### Exercise
Reproduce all of the material below, substituting "one marker per object" for each occurrence of "one marker per instance". Leave every other line and word unchanged.

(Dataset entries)
▼
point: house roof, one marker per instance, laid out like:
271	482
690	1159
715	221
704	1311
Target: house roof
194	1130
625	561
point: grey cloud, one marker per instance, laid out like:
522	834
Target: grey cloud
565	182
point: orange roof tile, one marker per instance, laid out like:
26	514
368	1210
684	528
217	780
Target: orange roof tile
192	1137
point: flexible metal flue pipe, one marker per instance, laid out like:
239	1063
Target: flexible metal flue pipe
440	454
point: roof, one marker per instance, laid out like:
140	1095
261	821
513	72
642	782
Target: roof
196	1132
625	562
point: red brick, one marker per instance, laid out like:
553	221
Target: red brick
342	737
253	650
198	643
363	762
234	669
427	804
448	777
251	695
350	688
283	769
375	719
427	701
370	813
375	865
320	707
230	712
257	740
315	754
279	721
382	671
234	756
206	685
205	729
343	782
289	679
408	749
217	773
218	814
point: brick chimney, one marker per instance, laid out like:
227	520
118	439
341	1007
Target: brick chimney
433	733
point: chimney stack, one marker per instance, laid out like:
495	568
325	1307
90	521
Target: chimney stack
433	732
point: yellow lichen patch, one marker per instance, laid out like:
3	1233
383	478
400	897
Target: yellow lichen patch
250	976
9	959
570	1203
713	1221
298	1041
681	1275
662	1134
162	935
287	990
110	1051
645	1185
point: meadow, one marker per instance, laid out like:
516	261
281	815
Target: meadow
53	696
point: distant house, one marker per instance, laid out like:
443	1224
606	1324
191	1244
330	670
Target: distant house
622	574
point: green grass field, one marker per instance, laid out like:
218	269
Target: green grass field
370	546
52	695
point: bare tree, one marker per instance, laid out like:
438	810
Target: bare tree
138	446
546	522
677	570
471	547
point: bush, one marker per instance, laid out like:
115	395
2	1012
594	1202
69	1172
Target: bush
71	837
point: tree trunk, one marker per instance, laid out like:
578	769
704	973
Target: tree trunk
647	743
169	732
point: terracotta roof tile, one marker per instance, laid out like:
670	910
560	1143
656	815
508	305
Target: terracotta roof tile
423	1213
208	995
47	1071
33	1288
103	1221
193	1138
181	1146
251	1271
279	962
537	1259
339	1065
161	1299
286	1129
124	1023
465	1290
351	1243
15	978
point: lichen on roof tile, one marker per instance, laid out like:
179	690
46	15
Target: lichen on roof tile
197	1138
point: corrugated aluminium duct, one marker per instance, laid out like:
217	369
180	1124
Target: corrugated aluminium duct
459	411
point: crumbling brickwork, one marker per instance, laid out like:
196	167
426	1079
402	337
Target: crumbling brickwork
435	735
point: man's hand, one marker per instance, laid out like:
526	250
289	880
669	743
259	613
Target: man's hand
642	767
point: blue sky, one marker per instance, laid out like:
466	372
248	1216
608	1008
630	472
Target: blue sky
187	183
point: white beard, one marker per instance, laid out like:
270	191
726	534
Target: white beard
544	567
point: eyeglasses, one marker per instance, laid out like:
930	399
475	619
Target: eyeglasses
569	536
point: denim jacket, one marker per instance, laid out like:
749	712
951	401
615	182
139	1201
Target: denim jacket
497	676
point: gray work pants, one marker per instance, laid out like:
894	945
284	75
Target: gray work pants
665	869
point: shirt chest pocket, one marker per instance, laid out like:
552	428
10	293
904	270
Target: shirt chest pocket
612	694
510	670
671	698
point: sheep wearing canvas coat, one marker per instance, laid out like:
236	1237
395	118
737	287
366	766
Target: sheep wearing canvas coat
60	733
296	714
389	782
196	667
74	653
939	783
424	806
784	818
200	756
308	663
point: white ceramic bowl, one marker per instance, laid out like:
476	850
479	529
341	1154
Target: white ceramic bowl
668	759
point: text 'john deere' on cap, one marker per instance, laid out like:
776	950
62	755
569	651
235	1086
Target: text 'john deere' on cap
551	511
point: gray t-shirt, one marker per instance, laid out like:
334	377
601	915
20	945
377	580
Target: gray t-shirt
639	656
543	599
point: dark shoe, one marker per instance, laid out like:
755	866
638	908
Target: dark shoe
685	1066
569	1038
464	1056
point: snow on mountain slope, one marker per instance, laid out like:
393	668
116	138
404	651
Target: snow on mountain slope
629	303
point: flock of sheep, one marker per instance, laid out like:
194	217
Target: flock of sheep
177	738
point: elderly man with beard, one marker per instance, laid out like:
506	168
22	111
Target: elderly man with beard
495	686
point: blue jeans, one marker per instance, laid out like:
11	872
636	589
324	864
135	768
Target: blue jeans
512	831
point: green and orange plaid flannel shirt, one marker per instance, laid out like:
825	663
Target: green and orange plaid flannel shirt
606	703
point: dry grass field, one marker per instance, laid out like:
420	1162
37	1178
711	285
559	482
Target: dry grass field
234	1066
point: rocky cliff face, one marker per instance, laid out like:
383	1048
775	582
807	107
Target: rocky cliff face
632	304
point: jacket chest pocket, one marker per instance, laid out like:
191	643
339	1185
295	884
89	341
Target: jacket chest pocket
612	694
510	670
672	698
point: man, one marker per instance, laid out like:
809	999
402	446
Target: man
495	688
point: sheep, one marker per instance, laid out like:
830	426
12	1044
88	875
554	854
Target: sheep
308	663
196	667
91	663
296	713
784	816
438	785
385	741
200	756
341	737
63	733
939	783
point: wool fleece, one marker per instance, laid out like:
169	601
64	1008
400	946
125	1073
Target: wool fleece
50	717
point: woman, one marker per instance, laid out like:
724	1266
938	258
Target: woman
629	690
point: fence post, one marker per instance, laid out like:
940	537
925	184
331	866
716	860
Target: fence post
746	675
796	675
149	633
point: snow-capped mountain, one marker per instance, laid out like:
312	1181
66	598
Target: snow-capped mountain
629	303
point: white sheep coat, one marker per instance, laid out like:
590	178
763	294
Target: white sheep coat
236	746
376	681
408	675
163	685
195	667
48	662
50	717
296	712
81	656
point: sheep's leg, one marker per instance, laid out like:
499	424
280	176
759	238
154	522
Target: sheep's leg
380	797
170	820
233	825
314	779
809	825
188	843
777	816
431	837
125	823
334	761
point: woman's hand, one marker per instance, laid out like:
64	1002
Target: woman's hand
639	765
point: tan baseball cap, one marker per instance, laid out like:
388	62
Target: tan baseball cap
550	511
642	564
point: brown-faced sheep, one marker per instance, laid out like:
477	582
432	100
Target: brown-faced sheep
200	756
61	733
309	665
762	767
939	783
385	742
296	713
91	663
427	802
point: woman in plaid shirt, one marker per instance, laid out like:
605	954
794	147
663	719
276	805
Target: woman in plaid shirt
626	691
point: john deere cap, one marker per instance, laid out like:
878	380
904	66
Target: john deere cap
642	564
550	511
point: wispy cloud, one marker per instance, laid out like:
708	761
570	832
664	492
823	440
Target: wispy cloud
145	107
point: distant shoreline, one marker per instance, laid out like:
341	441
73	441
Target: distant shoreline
▲
### Answer to the problem
point: house roof, one marker per object, laid out like:
271	482
690	1159
715	221
704	1311
Target: house roof
194	1130
625	561
point: grey cloud, one marker per object, laid out like:
522	834
Target: grey cloud
565	182
point: orange roof tile, one marker per object, laid out like:
26	514
368	1210
684	528
217	780
Target: orange roof tile
192	1137
point: flexible metal flue pipe, one marker per object, laid out like:
239	1063
Target: flexible metal flue pipe
440	454
point: roof, one marker per object, laid out like:
140	1095
261	821
513	72
642	782
Target: roof
196	1132
625	562
point: red brick, one marker per object, laid out like:
553	221
Target: red brick
342	737
253	650
198	643
363	762
234	669
427	804
448	777
251	695
350	688
283	769
375	719
427	701
370	813
375	865
320	707
230	712
257	740
315	754
279	721
382	671
234	756
206	685
205	729
343	782
289	679
408	749
217	773
218	814
point: brick chimney, one marker per object, laid out like:
227	520
118	439
341	1007
Target: brick chimney
433	733
point: chimney stack, one marker per object, laid out like:
495	568
325	1307
90	521
Target: chimney stack
433	732
point: yellow lichen patch, one marker per object, laid out like:
3	1233
383	478
400	897
Target: yellow lichen patch
250	976
9	959
570	1203
713	1221
298	1041
681	1275
662	1134
162	935
287	990
110	1051
645	1185
point: meadow, one marker per object, laid out like:
516	261
281	815
Target: meadow
53	696
point: distant house, one marker per object, laid out like:
443	1224
606	1324
191	1244
330	670
Target: distant house
622	574
point: green grass field, one marker per object, laid out like:
218	269
Target: green grass field
370	546
52	695
point: bare tree, one marker per object, laid out like:
438	810
Target: bare tree
138	446
546	522
677	570
471	547
point: bush, one marker per object, laid out like:
115	395
2	1012
594	1202
69	1172
Target: bush
71	837
point: tree trunk, one marker per object, laid out like:
578	769
704	973
Target: tree trunk
647	743
169	732
point: terracotta roof tile, one marker per object, laid out like:
670	910
560	1143
656	815
508	305
Target: terracotta roof tile
423	1213
208	995
47	1071
33	1288
103	1221
193	1138
181	1146
251	1271
279	962
537	1259
339	1065
161	1299
286	1129
124	1023
465	1290
351	1243
15	978
point: lichen on roof tile, one marker per object, laid out like:
179	690
46	15
Target: lichen on roof tile
197	1138
point: corrugated aluminium duct, one marker per object, laid out like:
217	369
180	1124
Target: corrugated aluminium duct
459	411
point: crumbling brickwork, one marker per object, laid out like:
196	167
426	1079
402	337
Target: crumbling brickwork
435	735
point: man's hand, one marker per object, laid out like:
526	250
289	880
669	743
259	613
Target: man's hand
642	767
point: blue sky, one marker per object, laid out like:
466	372
248	1216
608	1008
630	472
Target: blue sky
187	183
point: white beard, one marker per object, laid out like:
270	191
726	534
Target: white beard
544	567
point: eyeglasses, one marker per object, laid out like:
930	399
475	619
Target: eyeglasses
569	536
point: denim jacket, one marker per object, laid out like:
749	712
951	401
615	182
139	1201
Target: denim jacket
497	676
point: gray work pants, one marker per object, laid out like:
894	945
284	75
Target: gray work pants
665	869
point: shirt chest pocket, one marker per object, laid out like:
552	428
10	293
904	270
Target: shirt chest pocket
612	694
510	670
671	698
point: sheep wearing canvas coat, one marker per object, laid out like:
236	1237
395	118
737	287
366	766
Target: sheep wearing canvas coat
60	733
296	714
389	782
196	667
74	653
939	783
424	806
784	818
200	756
308	663
point: white ceramic bowl, one marker per object, laid out like:
476	850
479	529
341	1154
Target: white ceramic bowl
668	759
point: text 'john deere' on cap, one marker per object, laid out like:
776	950
62	755
569	651
235	1086
Target: text 'john deere' on cap
551	511
point: gray t-shirt, one marker per object, laid out like:
334	377
601	915
20	945
377	580
Target: gray t-shirt
639	656
543	599
point: dark shoe, one marker per object, laid out like:
755	866
638	908
Target: dark shoe
685	1066
569	1038
464	1056
point: snow on mountain slope, one marker per object, laid out like:
393	668
116	138
404	651
Target: snow on mountain slope
629	303
point: flock of sheep, one marker per object, laid out like:
194	217
Target: flock of sheep
177	738
point: elderly man with beard, one marker per object, laid out like:
506	168
22	111
Target: elderly man with beard
495	686
point: blue jeans, one marker per object, laid out like:
11	872
636	589
324	864
135	768
Target: blue jeans
512	831
point: green and orange plaid flannel shirt, one marker per object, laid out like:
825	663
Target: green and orange plaid flannel shirt
606	703
point: dry grass field, one marker per object, laid out like:
420	1162
37	1178
711	285
559	482
Target: dry grass field
234	1066
point: rocky cliff face, one marker per object, laid out like:
383	1048
775	582
807	107
Target: rocky cliff face
632	304
point: jacket chest pocket, one marker per object, laid out like:
191	643
339	1185
295	884
89	341
Target: jacket chest pocket
612	694
510	670
672	698
point: man, one marker per object, laid out like:
809	999
402	446
Target: man
495	688
point: sheep, one marker per object, laid out like:
830	426
12	1044
88	875
554	854
Target: sheep
308	663
196	667
91	663
296	713
784	816
438	785
385	741
200	756
341	737
63	733
939	783
point: wool fleece, one marker per object, laid out like:
169	601
64	1008
400	946
125	1073
Target: wool fleece
50	717
point: woman, one marker per object, laid out like:
724	1266
938	258
Target: woman
629	690
point: fence post, one marker per object, laid out like:
940	537
925	184
331	866
716	860
Target: fence post
746	675
796	675
149	633
point: snow-capped mountain, one marker per object, laid out like:
312	1181
66	598
Target: snow-capped mountain
629	303
point: white sheep coat, one marker per object, laid out like:
590	178
763	294
Target: white sheep coat
236	746
376	681
408	675
163	685
195	667
48	662
50	717
296	712
81	656
point: sheep's leg, one marker per object, laid out like:
499	424
280	176
759	238
154	522
Target: sheep's leg
380	797
170	820
233	825
314	779
809	825
188	843
777	816
431	837
125	823
334	761
point: woman's hand, one marker per object, laid out like:
64	1002
Target: woman's hand
639	765
point: tan baseball cap, one marker per object, laid out like:
388	62
Target: tan baseball cap
550	511
642	564
point: brown-faced sheep, one marker per object, laid out like:
477	582
432	100
Target: brown-faced sheep
200	756
61	733
309	665
762	767
939	783
385	742
296	713
91	663
427	802
point: woman in plaid shirt, one marker per object, laid out like:
605	954
794	147
663	719
276	805
Target: woman in plaid shirt
626	691
point: john deere cap, one marker per object, laid out like:
878	380
904	66
Target: john deere cap
642	564
550	511
point: wispy cloud, one marker per object, laid out like:
708	761
570	832
664	492
823	440
Target: wispy cloud
145	107
point: distant shoreline, one marker per object, laid out like:
341	441
73	441
Target: distant shoreline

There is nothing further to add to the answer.